- [Obiettivo]
Nei dati, riporta tutto dalla riga che contiene "Place one keypoint on each instance of the striped woven" fino alla riga che contiene "(1101, 668)", estremi inclusi, sostituendo "keypoint" con "marker" e lasciando invariato tutto il resto. Restituisci soltanto queste righe.

Voci di dati estratte
◆ ◆ ◆ ◆ ◆ ◆ ◆

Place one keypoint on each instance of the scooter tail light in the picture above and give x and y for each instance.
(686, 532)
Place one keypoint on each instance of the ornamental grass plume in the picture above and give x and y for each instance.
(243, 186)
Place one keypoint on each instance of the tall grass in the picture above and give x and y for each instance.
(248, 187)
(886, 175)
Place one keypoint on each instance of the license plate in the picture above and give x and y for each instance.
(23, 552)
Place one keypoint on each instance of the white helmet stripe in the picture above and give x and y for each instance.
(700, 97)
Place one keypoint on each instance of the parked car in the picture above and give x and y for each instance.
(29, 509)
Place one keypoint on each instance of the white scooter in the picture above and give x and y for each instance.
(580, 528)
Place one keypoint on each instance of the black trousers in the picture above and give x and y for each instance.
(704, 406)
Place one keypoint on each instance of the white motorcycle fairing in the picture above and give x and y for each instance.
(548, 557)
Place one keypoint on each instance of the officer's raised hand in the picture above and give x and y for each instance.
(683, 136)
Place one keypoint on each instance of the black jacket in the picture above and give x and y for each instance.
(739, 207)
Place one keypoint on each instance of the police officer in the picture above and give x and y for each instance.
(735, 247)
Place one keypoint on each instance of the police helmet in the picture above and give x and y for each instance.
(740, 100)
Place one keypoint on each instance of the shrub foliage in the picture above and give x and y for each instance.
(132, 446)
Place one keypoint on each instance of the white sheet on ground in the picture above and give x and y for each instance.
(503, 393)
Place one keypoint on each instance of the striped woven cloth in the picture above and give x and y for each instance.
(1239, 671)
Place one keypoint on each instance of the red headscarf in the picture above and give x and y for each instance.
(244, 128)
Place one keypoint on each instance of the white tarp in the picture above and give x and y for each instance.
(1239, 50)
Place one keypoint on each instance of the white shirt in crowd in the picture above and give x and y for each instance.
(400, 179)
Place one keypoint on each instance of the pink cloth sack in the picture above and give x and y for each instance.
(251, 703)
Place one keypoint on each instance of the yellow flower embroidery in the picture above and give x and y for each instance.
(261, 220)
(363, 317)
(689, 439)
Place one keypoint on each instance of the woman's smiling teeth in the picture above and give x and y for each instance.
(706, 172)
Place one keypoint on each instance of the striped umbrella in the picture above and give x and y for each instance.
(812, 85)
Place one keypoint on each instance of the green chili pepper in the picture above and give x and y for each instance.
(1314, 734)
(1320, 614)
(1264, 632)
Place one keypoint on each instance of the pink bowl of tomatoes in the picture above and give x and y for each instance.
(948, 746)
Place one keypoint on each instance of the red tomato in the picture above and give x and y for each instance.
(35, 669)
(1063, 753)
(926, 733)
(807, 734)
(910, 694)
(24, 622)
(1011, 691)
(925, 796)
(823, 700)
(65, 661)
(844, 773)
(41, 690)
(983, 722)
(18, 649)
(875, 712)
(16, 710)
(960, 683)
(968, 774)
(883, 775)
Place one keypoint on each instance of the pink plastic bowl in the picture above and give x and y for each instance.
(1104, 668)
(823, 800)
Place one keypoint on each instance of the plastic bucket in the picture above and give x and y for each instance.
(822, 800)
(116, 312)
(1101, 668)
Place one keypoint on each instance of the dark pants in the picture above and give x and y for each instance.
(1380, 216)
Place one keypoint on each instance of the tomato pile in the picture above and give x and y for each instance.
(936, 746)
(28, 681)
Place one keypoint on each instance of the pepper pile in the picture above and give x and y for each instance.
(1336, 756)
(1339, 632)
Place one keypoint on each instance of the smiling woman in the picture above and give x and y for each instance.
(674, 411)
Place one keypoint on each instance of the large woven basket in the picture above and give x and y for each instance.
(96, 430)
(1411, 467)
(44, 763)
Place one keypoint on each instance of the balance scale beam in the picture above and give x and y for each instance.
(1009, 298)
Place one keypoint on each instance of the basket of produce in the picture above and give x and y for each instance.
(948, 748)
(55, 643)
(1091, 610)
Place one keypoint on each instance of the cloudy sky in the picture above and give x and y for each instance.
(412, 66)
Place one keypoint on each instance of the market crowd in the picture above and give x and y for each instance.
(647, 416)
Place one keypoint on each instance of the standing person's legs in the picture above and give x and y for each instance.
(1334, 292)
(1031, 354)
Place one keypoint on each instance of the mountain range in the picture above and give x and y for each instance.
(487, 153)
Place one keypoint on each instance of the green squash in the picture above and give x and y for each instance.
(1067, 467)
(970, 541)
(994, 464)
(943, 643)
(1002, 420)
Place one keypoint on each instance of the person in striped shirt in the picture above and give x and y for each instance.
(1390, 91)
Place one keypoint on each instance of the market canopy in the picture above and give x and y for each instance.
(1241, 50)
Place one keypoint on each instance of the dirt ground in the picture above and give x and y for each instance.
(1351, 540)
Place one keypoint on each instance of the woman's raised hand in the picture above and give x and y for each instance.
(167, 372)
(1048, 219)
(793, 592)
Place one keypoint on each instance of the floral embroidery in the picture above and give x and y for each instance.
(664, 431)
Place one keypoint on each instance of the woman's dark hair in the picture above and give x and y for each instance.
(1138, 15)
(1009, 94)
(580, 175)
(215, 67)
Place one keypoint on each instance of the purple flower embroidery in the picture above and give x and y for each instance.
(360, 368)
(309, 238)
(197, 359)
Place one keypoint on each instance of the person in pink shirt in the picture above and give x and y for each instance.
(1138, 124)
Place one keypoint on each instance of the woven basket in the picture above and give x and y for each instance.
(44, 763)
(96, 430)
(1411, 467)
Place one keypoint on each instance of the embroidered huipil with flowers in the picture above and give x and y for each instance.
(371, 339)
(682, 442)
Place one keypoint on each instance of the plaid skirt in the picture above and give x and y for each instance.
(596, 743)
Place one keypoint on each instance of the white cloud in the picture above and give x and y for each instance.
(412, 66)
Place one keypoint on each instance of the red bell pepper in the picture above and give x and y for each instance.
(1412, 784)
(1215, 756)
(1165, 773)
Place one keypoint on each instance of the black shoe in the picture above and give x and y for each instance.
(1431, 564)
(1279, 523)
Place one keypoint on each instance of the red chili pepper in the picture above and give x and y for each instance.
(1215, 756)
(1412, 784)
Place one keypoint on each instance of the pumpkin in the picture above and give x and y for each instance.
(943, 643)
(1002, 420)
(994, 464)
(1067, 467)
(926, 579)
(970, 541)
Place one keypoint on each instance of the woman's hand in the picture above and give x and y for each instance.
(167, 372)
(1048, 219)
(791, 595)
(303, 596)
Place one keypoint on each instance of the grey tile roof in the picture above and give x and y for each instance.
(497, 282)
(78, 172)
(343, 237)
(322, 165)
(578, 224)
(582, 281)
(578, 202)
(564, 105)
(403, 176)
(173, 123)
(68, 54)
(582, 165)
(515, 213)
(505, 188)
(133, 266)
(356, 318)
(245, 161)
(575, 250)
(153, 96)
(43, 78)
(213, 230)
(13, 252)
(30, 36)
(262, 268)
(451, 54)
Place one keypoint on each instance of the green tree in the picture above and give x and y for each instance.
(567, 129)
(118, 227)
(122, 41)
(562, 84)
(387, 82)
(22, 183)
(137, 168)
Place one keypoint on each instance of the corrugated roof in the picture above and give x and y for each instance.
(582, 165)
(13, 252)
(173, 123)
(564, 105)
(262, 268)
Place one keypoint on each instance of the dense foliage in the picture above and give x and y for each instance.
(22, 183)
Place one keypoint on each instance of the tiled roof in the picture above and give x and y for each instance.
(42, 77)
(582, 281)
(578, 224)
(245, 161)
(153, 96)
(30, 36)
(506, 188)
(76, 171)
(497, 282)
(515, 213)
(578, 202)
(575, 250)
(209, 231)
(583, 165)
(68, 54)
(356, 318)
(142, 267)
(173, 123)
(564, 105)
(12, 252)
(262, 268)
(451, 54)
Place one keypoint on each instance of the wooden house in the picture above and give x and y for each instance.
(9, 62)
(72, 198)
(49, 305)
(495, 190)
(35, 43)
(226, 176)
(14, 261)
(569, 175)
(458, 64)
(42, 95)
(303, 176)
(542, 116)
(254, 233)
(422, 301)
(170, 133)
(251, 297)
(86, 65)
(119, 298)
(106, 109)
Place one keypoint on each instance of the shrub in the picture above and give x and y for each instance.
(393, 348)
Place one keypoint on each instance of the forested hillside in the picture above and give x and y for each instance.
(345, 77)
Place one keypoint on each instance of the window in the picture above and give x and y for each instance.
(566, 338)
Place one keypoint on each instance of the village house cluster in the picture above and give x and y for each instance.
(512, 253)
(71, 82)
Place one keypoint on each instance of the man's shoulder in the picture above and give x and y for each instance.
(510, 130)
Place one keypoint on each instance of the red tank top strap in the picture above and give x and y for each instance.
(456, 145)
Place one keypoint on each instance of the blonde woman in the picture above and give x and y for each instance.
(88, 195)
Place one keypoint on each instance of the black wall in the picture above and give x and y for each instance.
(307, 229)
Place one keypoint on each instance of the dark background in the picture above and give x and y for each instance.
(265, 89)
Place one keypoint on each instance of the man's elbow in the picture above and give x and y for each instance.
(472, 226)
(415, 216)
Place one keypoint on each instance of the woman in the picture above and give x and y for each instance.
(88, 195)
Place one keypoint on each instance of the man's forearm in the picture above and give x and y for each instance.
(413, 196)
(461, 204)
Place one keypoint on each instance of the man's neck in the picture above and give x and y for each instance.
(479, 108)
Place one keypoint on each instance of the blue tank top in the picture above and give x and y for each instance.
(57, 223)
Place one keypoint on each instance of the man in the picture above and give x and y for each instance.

◆ ◆ ◆ ◆ ◆ ◆ ◆

- [Risultato]
Place one marker on each instance of the striped woven cloth in the picture above and give x and y for each instance.
(1239, 671)
Place one marker on each instance of the red headscarf in the picture above and give x and y for each instance.
(244, 128)
Place one marker on each instance of the white tarp in the picture above and give x and y for each instance.
(1239, 50)
Place one marker on each instance of the white shirt in crowd in the picture above and give x and y for each instance.
(400, 179)
Place one marker on each instance of the pink cloth sack in the picture above and give x and y for each instance.
(251, 703)
Place one marker on each instance of the yellow flower embroidery in the picture above and give x and y for each instance.
(261, 220)
(363, 317)
(689, 439)
Place one marker on each instance of the woman's smiling teeth in the picture above and give x and y for each instance.
(706, 172)
Place one marker on each instance of the striped umbrella in the picture above and give x and y for each instance.
(812, 85)
Place one marker on each instance of the green chili pepper in the picture above and give x and y for each instance.
(1314, 734)
(1320, 614)
(1264, 632)
Place one marker on each instance of the pink bowl of tomatoes in the picture above and give x and y for each instance.
(948, 746)
Place one marker on each instance of the red tomato in the picture above and give x and y for each instance.
(35, 669)
(1063, 753)
(926, 733)
(807, 734)
(910, 694)
(24, 622)
(1011, 691)
(925, 796)
(823, 700)
(65, 661)
(844, 773)
(41, 690)
(983, 722)
(18, 649)
(875, 712)
(16, 710)
(960, 683)
(968, 774)
(883, 775)
Place one marker on each instance of the pink plastic bowl in the picture above and give x and y for each instance.
(1104, 668)
(823, 800)
Place one marker on each instance of the plastic bucket in the picture above and give x and y for each instance.
(822, 800)
(116, 312)
(1101, 668)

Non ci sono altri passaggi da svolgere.